• _Esercizio proposto 1_: Nei record, riscrivi parola per parola le righe a partire da quella che contiene "Could you provide the mask of every instance of the orange" e fino a quella che contiene "564 0 L 372", entrambe comprese.

• _Testo fornito_:

════════════════════

Perché qualcuno ha fatto questa palla di bambù ?

Certo non per soldi.
Nessuno avrebbe pagato mai le ore e i giorni impiegati per fare questa palla.
Certo non per la gloria.
Nessuno gli avrebbe mai fatto i complimenti per aver creato una bella palla di bambù.

Perché farla allora ?

Per il piacere di fare bene una cosa che sai fare bene.

 

Quando ho chiesto la palla di bambù ai ragazzi che ci stavano giocando,
era il 1969 e già esistevano a Bangkok palle di gomma o di plastica.
Più comode, più leggere e persino più economiche.

 

Io non ho mai fatto una palla di bambù, ma certo non è un lavoro né semplice né rapido.
Devi prima scegliere il tronchetto di bambù più adatto. Farlo stagionare.
Tagliarlo a listelli sottili il più possibile uguali tra loro.

════════════════════

• _Dati estratti_:
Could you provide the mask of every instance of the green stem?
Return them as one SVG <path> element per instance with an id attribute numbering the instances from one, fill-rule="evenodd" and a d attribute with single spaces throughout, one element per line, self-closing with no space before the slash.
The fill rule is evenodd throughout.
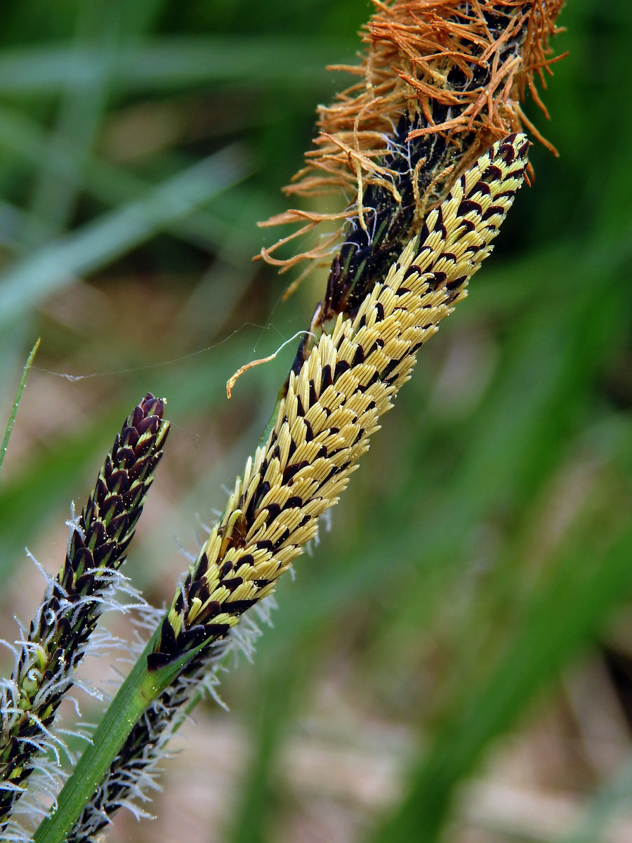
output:
<path id="1" fill-rule="evenodd" d="M 4 454 L 7 453 L 7 448 L 8 448 L 8 440 L 11 436 L 11 431 L 13 429 L 13 422 L 15 422 L 15 416 L 18 413 L 18 405 L 19 404 L 20 399 L 22 398 L 22 393 L 24 391 L 24 385 L 26 384 L 26 378 L 29 374 L 29 369 L 31 368 L 33 360 L 35 359 L 37 349 L 40 347 L 40 340 L 35 344 L 33 348 L 30 350 L 30 354 L 29 358 L 24 364 L 24 371 L 22 375 L 22 380 L 19 382 L 19 386 L 18 387 L 18 391 L 15 394 L 15 400 L 13 401 L 13 405 L 11 408 L 11 415 L 8 417 L 8 422 L 7 422 L 7 429 L 4 432 L 4 438 L 3 439 L 3 445 L 0 448 L 0 469 L 3 467 L 3 463 L 4 462 Z"/>
<path id="2" fill-rule="evenodd" d="M 158 629 L 160 627 L 158 626 Z M 147 670 L 147 656 L 155 635 L 119 689 L 57 799 L 56 809 L 45 818 L 33 843 L 63 843 L 94 791 L 103 781 L 119 749 L 149 704 L 170 685 L 192 653 L 162 668 Z M 195 652 L 195 651 L 194 651 Z"/>

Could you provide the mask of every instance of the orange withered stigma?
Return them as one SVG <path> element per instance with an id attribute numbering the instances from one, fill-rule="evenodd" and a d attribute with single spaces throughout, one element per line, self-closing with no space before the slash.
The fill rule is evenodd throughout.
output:
<path id="1" fill-rule="evenodd" d="M 564 0 L 372 2 L 361 62 L 330 68 L 356 81 L 319 108 L 313 148 L 284 189 L 288 196 L 329 195 L 339 209 L 292 208 L 260 223 L 297 227 L 261 250 L 281 271 L 330 261 L 343 233 L 362 253 L 384 234 L 389 215 L 400 244 L 481 153 L 511 132 L 526 127 L 555 153 L 521 103 L 528 91 L 548 117 L 536 82 L 546 87 L 545 74 L 562 57 L 551 56 L 549 41 Z M 302 241 L 300 254 L 276 256 L 310 233 L 319 236 L 307 247 Z"/>

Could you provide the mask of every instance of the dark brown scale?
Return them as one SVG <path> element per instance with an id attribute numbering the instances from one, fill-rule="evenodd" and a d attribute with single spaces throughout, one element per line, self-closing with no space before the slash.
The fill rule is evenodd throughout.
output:
<path id="1" fill-rule="evenodd" d="M 461 287 L 462 284 L 464 284 L 467 282 L 467 280 L 468 280 L 468 276 L 462 275 L 460 277 L 455 278 L 453 281 L 448 281 L 447 283 L 446 284 L 446 287 L 448 290 L 456 290 L 457 287 Z"/>
<path id="2" fill-rule="evenodd" d="M 248 554 L 248 556 L 249 556 L 249 554 Z M 250 556 L 250 558 L 252 559 L 252 556 Z M 243 561 L 244 561 L 244 556 L 241 556 L 239 558 L 239 564 L 241 565 Z M 224 577 L 226 577 L 227 574 L 229 574 L 232 570 L 233 570 L 233 562 L 231 561 L 224 562 L 222 567 L 219 569 L 219 578 L 223 579 Z M 195 572 L 195 573 L 197 573 L 197 572 Z M 198 582 L 200 581 L 198 580 Z"/>
<path id="3" fill-rule="evenodd" d="M 502 217 L 504 213 L 505 208 L 502 205 L 490 205 L 483 214 L 483 219 L 489 219 L 490 217 L 495 217 L 496 214 L 500 214 Z"/>
<path id="4" fill-rule="evenodd" d="M 233 592 L 236 588 L 238 588 L 242 584 L 244 580 L 241 578 L 241 577 L 233 577 L 232 579 L 222 580 L 222 585 L 224 586 L 225 588 L 228 588 L 232 594 Z"/>
<path id="5" fill-rule="evenodd" d="M 483 178 L 486 179 L 488 182 L 501 181 L 502 179 L 502 170 L 497 164 L 490 164 L 485 173 L 483 173 Z"/>
<path id="6" fill-rule="evenodd" d="M 458 206 L 457 213 L 459 217 L 465 217 L 466 214 L 471 213 L 472 211 L 480 215 L 483 212 L 483 208 L 479 202 L 474 201 L 473 199 L 463 199 Z"/>

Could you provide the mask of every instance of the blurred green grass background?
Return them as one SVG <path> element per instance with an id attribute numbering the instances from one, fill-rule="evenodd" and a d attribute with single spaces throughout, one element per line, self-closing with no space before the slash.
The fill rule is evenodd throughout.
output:
<path id="1" fill-rule="evenodd" d="M 24 545 L 56 570 L 147 389 L 173 429 L 127 573 L 170 599 L 292 352 L 230 403 L 226 380 L 320 298 L 322 275 L 281 301 L 255 223 L 369 13 L 4 0 L 0 417 L 42 344 L 0 476 L 0 637 L 40 596 Z M 560 23 L 550 124 L 528 107 L 560 158 L 533 148 L 493 259 L 227 673 L 231 712 L 200 707 L 158 821 L 110 840 L 632 841 L 632 6 Z"/>

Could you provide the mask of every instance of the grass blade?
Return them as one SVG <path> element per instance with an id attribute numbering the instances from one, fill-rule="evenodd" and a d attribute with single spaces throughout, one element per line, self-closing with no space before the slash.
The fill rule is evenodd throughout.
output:
<path id="1" fill-rule="evenodd" d="M 20 400 L 22 398 L 22 393 L 24 391 L 24 386 L 26 385 L 26 379 L 29 376 L 29 370 L 33 364 L 35 354 L 37 353 L 37 349 L 40 347 L 40 340 L 35 344 L 33 348 L 30 350 L 30 354 L 29 355 L 26 363 L 24 364 L 24 371 L 22 373 L 22 379 L 19 382 L 19 386 L 18 387 L 18 391 L 15 394 L 15 400 L 13 401 L 13 405 L 11 408 L 11 412 L 8 416 L 8 422 L 7 422 L 7 428 L 4 431 L 4 437 L 3 438 L 3 446 L 0 448 L 0 469 L 3 467 L 3 463 L 4 462 L 4 454 L 7 453 L 7 448 L 8 448 L 8 440 L 11 438 L 11 431 L 13 429 L 13 424 L 15 423 L 15 416 L 18 415 L 18 405 L 19 405 Z"/>

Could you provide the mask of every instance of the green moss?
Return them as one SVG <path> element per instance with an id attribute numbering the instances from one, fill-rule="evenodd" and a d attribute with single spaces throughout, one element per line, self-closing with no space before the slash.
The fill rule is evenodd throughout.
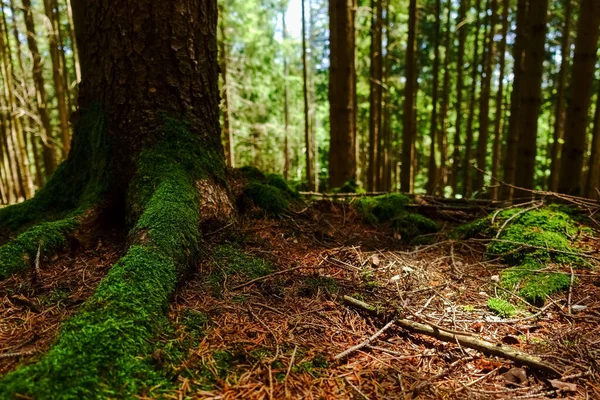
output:
<path id="1" fill-rule="evenodd" d="M 184 127 L 167 120 L 165 141 L 140 157 L 130 197 L 141 210 L 132 231 L 138 244 L 63 325 L 57 343 L 39 362 L 0 381 L 0 398 L 136 398 L 171 386 L 147 355 L 167 325 L 164 314 L 178 273 L 197 255 L 200 216 L 194 182 L 218 176 L 205 168 L 219 162 L 218 156 L 194 161 L 206 150 L 199 150 L 199 139 Z"/>
<path id="2" fill-rule="evenodd" d="M 488 308 L 501 316 L 502 318 L 510 318 L 517 312 L 515 306 L 508 301 L 499 297 L 491 297 L 488 299 Z"/>
<path id="3" fill-rule="evenodd" d="M 568 275 L 548 272 L 548 264 L 584 264 L 577 256 L 579 250 L 571 246 L 581 227 L 564 206 L 505 210 L 493 224 L 489 216 L 463 226 L 460 232 L 463 237 L 495 238 L 501 227 L 497 240 L 487 245 L 487 253 L 511 266 L 501 273 L 500 284 L 517 290 L 531 303 L 543 303 L 548 295 L 570 285 Z"/>

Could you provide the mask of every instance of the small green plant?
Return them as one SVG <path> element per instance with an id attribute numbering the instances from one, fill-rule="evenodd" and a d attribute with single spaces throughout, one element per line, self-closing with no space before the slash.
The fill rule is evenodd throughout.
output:
<path id="1" fill-rule="evenodd" d="M 517 312 L 515 306 L 499 297 L 489 298 L 488 308 L 502 318 L 510 318 Z"/>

════════════════════

• _Esercizio proposto 2_: Cita fedelmente il brano del testo sulla palla di bambù che comincia con "Perché qualcuno ha" e termina con "sai fare bene.".

• _Risposta attesa 1_:
Could you provide the mask of every instance of the orange withered stigma?
Return them as one SVG <path> element per instance with an id attribute numbering the instances from one, fill-rule="evenodd" and a d attribute with single spaces throughout, one element per line, self-closing with no space before the slash.
The fill rule is evenodd throughout.
output:
<path id="1" fill-rule="evenodd" d="M 564 0 L 372 2 L 361 62 L 330 68 L 356 81 L 319 108 L 313 148 L 284 189 L 288 196 L 329 195 L 339 209 L 292 208 L 260 223 L 297 227 L 261 250 L 281 271 L 330 261 L 343 233 L 362 253 L 384 234 L 389 215 L 400 244 L 481 153 L 511 132 L 526 127 L 555 153 L 521 103 L 528 91 L 548 117 L 536 82 L 546 87 L 545 74 L 562 57 L 551 56 L 549 41 Z M 302 241 L 300 254 L 276 256 L 310 233 L 319 236 L 307 247 Z"/>

• _Risposta attesa 2_:
Perché qualcuno ha fatto questa palla di bambù ?

Certo non per soldi.
Nessuno avrebbe pagato mai le ore e i giorni impiegati per fare questa palla.
Certo non per la gloria.
Nessuno gli avrebbe mai fatto i complimenti per aver creato una bella palla di bambù.

Perché farla allora ?

Per il piacere di fare bene una cosa che sai fare bene.